--- Start ---

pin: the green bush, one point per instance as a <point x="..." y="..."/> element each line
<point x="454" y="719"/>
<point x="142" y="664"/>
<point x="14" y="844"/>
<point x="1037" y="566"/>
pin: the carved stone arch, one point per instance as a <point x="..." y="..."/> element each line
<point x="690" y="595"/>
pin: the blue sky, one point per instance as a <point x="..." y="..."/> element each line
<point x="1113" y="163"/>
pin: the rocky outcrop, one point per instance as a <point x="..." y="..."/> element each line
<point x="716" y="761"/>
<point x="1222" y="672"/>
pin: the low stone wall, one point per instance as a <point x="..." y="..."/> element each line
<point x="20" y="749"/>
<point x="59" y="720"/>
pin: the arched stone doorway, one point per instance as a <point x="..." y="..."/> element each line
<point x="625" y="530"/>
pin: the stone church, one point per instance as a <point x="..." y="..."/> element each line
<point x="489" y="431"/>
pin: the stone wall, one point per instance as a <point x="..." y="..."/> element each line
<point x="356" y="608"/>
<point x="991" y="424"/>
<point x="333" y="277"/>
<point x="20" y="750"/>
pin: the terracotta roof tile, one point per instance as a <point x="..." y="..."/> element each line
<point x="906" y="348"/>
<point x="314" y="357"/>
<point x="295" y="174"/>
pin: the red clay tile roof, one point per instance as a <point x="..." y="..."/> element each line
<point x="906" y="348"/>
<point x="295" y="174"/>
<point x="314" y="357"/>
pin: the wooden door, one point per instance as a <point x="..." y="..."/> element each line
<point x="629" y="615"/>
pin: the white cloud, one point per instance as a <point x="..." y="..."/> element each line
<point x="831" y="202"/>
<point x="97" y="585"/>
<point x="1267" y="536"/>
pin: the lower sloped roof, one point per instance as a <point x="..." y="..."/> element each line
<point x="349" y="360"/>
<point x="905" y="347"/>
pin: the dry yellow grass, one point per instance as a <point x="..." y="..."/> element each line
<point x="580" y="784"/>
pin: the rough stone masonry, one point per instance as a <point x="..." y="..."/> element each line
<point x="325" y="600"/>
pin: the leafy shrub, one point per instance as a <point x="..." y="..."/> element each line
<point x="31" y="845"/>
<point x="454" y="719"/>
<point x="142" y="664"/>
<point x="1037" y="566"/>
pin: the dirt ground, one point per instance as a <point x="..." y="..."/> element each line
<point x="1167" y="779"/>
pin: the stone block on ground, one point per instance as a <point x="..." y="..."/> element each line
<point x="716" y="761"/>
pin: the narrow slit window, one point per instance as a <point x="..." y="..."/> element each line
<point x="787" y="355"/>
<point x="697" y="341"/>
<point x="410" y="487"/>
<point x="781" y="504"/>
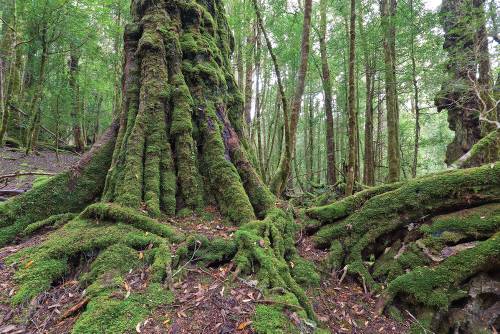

--- End ---

GOAL OF THE EXERCISE: Pull out every line in the items above that contains the word "wall". Case counts, so a match must have the same capitalization.

EXERCISE RESPONSE:
pin: the low stone wall, one point per instance as a <point x="..." y="..."/> element each line
pin: the stone wall, one point per instance as a <point x="..." y="..."/> element each line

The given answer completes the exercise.